DIRECTIONS:
1. Retype the part of the DDoS countermeasures post from "It all hinges" to "verify unicast reverse-path)".
2. In the DDoS countermeasures post, what rate limit for SYNs should be requested from the upstream provider?

** BEGIN TEXT **

Advanced Countermeasures to prevent a Ddos

Hank Nussbacher hank at att.net.il
Fri Jul 20 05:22:28 UTC 2001


At 16:38 19/07/01 -0400, you wrote:

It all hinges on your upstream ISPs.  The things to ask for are:

- SYN and ICMP rate limiting:  If you buy a T3 from your upstream, you 
should ask that they place on *their* peering routers and on the router 
facing you, Cisco rate limits of about 512kb/sec of ICMP and about 
128kb/sec of SYNs.  Pay extra if need be.
- anti-spoofing: require your upstream ISPs to implement full anti-spoofing 
for incoming packets.  That includes RFC1918, unassigned IANA blocks and 
(as a minimum) IP anti-spoofing on all single-homed customer links (Cisco 
ip verify unicast reverse-path)

** END TEXT **
** BEGIN DATA EXTRACT **

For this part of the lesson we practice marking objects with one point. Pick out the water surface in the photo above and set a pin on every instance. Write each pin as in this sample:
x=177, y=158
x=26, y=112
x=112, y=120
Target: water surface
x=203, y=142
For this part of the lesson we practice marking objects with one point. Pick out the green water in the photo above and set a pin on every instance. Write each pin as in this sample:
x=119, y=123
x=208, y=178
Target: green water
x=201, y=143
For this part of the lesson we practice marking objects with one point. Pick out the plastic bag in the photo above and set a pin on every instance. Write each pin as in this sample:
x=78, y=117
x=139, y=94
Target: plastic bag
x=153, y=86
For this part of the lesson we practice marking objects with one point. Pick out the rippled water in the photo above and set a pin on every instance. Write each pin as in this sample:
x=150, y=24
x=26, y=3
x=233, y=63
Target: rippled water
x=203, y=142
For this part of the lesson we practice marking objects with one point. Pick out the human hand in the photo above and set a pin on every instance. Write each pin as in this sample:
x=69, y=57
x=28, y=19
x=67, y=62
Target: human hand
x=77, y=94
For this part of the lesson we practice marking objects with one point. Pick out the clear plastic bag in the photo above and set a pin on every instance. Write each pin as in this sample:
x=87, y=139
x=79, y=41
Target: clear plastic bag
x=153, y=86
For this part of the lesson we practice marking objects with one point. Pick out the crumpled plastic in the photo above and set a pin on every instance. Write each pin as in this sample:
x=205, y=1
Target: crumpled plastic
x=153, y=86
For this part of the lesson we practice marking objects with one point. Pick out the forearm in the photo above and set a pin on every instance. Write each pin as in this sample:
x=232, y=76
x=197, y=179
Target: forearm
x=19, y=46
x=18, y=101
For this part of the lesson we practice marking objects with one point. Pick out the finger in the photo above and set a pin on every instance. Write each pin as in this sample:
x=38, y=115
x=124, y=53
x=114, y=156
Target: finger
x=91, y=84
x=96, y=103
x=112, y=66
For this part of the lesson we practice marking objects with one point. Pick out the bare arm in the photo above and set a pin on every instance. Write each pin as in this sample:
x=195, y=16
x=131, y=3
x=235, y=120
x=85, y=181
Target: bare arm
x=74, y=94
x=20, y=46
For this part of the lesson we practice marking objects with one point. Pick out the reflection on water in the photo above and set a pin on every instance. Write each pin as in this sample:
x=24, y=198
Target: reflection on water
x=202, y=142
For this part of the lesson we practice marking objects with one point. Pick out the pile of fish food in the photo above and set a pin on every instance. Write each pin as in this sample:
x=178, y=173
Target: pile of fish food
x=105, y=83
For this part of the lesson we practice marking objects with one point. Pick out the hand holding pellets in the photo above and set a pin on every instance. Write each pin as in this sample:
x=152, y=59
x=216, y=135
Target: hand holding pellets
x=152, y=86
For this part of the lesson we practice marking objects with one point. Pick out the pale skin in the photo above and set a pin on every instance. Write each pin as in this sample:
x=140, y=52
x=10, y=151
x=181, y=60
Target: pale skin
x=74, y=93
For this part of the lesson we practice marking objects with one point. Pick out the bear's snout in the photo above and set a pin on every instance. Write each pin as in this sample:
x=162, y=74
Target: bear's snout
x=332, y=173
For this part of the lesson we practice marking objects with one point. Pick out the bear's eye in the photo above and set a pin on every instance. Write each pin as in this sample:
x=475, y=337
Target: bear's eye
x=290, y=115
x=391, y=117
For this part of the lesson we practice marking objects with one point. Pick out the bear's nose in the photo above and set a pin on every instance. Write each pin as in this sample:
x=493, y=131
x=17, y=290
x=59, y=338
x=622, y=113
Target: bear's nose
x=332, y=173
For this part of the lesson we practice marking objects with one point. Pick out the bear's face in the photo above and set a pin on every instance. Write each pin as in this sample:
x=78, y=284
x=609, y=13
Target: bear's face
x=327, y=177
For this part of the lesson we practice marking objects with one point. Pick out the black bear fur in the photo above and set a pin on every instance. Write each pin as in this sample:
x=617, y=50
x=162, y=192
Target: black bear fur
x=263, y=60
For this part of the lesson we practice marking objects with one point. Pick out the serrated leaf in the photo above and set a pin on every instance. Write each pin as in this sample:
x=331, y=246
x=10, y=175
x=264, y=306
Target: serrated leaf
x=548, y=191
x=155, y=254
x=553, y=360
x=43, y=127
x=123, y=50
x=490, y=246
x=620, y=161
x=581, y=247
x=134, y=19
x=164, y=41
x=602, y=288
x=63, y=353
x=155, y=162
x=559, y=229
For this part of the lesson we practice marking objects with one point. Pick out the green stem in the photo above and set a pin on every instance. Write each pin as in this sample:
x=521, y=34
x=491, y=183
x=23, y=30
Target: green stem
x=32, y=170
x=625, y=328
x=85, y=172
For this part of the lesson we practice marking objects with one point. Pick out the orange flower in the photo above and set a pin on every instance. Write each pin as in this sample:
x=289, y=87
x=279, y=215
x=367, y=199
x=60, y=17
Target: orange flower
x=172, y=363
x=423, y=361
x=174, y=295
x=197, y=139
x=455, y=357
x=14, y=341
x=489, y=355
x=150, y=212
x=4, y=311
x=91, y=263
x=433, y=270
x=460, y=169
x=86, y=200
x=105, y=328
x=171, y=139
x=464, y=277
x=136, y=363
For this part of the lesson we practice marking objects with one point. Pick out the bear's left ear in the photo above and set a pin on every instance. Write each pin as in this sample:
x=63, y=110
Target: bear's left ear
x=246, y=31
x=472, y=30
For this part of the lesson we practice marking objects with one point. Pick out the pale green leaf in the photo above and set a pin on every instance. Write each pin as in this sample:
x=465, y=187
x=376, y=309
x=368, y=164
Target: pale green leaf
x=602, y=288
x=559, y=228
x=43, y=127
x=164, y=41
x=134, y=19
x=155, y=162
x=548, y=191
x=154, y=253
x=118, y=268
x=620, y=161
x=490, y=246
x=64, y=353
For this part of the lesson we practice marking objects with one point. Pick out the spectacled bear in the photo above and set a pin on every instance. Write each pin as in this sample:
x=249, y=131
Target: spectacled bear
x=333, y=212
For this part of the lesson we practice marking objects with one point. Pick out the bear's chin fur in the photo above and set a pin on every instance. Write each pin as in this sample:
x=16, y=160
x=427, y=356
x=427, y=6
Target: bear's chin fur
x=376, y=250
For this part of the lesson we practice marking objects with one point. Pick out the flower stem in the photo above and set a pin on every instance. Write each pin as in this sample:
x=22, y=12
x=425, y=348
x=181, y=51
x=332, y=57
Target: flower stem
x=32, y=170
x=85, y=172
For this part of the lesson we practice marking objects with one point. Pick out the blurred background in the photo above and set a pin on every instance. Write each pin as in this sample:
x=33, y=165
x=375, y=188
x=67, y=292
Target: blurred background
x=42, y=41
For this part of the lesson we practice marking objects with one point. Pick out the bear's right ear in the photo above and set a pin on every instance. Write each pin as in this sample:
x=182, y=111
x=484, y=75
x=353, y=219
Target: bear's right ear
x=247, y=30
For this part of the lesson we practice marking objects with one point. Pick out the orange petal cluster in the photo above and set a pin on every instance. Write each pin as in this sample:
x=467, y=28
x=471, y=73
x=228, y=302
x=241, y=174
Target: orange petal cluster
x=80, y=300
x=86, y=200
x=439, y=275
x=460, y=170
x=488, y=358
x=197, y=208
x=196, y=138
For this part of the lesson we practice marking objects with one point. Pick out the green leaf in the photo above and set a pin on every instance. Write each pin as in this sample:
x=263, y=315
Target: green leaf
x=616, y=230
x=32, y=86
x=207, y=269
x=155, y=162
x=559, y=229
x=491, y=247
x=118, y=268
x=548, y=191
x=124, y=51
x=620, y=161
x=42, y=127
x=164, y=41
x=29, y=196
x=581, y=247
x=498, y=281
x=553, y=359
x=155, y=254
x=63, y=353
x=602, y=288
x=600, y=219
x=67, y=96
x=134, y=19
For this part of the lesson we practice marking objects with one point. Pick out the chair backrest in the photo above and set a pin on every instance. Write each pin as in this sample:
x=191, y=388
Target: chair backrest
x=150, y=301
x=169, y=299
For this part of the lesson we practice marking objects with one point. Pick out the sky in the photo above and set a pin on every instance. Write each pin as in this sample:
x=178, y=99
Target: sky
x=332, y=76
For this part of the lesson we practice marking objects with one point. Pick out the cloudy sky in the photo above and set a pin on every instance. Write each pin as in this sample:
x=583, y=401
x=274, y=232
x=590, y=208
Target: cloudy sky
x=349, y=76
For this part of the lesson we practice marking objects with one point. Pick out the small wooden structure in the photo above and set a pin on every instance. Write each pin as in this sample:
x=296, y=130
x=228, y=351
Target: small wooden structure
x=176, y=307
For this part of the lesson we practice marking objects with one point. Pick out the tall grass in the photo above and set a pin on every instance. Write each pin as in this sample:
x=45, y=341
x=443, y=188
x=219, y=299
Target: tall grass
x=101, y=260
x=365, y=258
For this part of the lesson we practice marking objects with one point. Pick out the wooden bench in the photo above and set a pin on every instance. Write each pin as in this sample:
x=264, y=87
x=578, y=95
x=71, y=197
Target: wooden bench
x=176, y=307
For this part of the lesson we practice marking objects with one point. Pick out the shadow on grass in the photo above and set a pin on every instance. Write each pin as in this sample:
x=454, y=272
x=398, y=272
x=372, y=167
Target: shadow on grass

** END DATA EXTRACT **

LIST OF SOLUTIONS:
1.
It all hinges on your upstream ISPs.  The things to ask for are:

- SYN and ICMP rate limiting:  If you buy a T3 from your upstream, you 
should ask that they place on *their* peering routers and on the router 
facing you, Cisco rate limits of about 512kb/sec of ICMP and about 
128kb/sec of SYNs.  Pay extra if need be.
- anti-spoofing: require your upstream ISPs to implement full anti-spoofing 
for incoming packets.  That includes RFC1918, unassigned IANA blocks and 
(as a minimum) IP anti-spoofing on all single-homed customer links (Cisco 
ip verify unicast reverse-path)

2. About 128kb/sec of SYNs.